§ **Brief**: Each entry must be duplicated precisely, with nothing left out.

-*-*-

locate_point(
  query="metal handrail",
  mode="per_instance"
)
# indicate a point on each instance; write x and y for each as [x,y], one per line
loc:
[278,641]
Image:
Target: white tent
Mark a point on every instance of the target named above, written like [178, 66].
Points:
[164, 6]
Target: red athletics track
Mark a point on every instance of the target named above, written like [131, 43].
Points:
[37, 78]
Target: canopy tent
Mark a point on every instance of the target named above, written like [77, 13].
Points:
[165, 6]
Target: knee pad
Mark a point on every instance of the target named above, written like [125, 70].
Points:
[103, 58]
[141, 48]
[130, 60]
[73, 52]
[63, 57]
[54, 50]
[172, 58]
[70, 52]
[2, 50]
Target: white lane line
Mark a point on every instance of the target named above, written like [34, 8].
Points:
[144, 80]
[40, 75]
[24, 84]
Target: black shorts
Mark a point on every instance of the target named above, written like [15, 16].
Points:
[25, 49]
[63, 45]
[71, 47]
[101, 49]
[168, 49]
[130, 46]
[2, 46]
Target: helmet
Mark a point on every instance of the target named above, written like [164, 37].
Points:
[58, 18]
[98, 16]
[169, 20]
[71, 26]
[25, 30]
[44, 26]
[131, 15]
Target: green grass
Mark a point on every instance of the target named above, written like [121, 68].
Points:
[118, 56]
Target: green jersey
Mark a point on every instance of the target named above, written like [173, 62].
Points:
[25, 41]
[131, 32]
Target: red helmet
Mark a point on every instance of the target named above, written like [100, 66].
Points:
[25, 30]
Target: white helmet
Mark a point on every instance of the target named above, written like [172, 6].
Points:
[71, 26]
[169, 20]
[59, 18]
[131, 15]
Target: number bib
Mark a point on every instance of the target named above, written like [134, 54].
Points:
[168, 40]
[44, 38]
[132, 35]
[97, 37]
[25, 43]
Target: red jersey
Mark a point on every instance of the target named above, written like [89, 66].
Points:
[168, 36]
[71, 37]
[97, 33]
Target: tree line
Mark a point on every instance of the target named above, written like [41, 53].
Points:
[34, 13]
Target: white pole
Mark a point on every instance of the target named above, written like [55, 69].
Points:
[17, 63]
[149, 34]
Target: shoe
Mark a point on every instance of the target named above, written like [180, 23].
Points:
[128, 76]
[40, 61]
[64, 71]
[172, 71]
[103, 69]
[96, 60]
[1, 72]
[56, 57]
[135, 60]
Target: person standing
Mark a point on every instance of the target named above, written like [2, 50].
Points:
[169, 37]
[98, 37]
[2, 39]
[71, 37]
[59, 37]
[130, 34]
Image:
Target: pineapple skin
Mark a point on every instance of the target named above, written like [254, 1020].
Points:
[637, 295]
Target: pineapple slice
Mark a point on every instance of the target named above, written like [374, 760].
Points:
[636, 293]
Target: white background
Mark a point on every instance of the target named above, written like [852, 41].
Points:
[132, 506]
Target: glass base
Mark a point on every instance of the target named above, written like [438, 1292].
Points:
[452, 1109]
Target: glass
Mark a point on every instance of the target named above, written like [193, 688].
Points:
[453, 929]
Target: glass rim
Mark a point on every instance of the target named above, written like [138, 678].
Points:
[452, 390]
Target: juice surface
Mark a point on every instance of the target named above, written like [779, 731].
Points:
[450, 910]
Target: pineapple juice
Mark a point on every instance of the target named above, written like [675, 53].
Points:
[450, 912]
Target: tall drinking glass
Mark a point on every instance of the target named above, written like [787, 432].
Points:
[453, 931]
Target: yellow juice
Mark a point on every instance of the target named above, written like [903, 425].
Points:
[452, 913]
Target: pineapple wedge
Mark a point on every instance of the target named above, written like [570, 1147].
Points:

-*-*-

§ **Expected answer**:
locate_point(
  query="metal handrail",
  mode="per_instance"
)
# indicate a point on each instance; write x and y for each as [x,y], one per line
loc:
[278,641]
Image:
Target: white tent
Mark a point on every instance of the target named above, written like [178, 66].
Points:
[164, 6]
Target: red athletics track
Mark a point on every instance of the target named above, written like [131, 43].
Points:
[37, 78]
Target: canopy tent
Mark a point on every instance of the target named above, written like [77, 13].
Points:
[165, 6]
Target: knee pad
Mark a point on every instance of the target named above, written like [125, 70].
Points:
[103, 58]
[141, 48]
[130, 60]
[73, 52]
[63, 57]
[54, 50]
[172, 58]
[70, 52]
[2, 50]
Target: white lane line
Mark a point on every instance of the target named above, written like [34, 8].
Points:
[144, 80]
[40, 75]
[24, 84]
Target: black shorts
Mark a point on every instance of the target named above, written like [15, 16].
Points:
[25, 49]
[63, 45]
[71, 47]
[101, 49]
[168, 49]
[130, 46]
[2, 46]
Target: helmet
Mark a point on every instance of the target named above, written like [164, 37].
Points:
[58, 18]
[98, 16]
[169, 20]
[71, 26]
[25, 30]
[44, 26]
[131, 15]
Target: green grass
Mark a point on every instance of the target named above, written like [121, 68].
Points:
[118, 56]
Target: green jersey
Mark a point on every instance of the target named above, written like [173, 62].
Points:
[25, 41]
[131, 32]
Target: red helmet
Mark a point on every instance of the target named above, written like [100, 66].
Points:
[25, 30]
Target: white helmet
Mark a point on every instance of the target named above, written like [172, 6].
Points:
[71, 26]
[169, 20]
[59, 18]
[131, 15]
Target: number bib
Mark a point on every instance of the target named above, written like [134, 54].
Points:
[168, 40]
[44, 38]
[132, 35]
[97, 37]
[25, 43]
Target: red jersey
Mark a point on every instance of the target named above, written like [89, 66].
Points:
[168, 36]
[71, 37]
[97, 33]
Target: tree line
Mark a point on every instance of the target named above, written like [41, 53].
Points:
[34, 13]
Target: white pole
Mark a point on every instance of the target named above, written like [55, 69].
Points:
[17, 63]
[149, 34]
Target: shoe
Mark a point on every instance of the target named above, written like [180, 23].
Points:
[128, 76]
[40, 61]
[64, 71]
[172, 71]
[103, 69]
[96, 60]
[1, 72]
[56, 57]
[135, 60]
Target: person standing
Mark a point on every instance of the target named above, written like [2, 50].
Points:
[169, 37]
[98, 37]
[2, 39]
[71, 37]
[59, 37]
[130, 34]
Image:
Target: pineapple skin
Mark a point on every instance of the target named above, written like [254, 1020].
Points:
[637, 295]
Target: pineapple slice
Mark a point on every instance of the target named above, written like [374, 760].
Points:
[636, 293]
Target: white background
Mark a point on every instance of the target named above, written like [852, 41].
Points:
[132, 506]
Target: glass base
Mark a point on every instance of the target named above, written like [438, 1292].
Points:
[452, 1109]
Target: glass
Mark a point on every instance of the target named above, written like [193, 688].
Points:
[453, 929]
Target: glass rim
Mark a point on every instance of the target named above, written like [138, 678].
Points:
[452, 390]
Target: juice surface
Mark a point on every instance of the target named above, written like [779, 731].
Points:
[450, 910]
Target: pineapple juice
Mark a point on every instance of the target named above, written like [675, 53].
Points:
[450, 912]
Target: tall drinking glass
Mark a point on every instance of the target named above, written like [787, 432].
Points:
[453, 931]
Target: yellow juice
Mark a point on every instance of the target named above, written like [903, 425].
Points:
[452, 913]
Target: pineapple wedge
Mark a point on every instance of the target named above, written like [570, 1147].
Points:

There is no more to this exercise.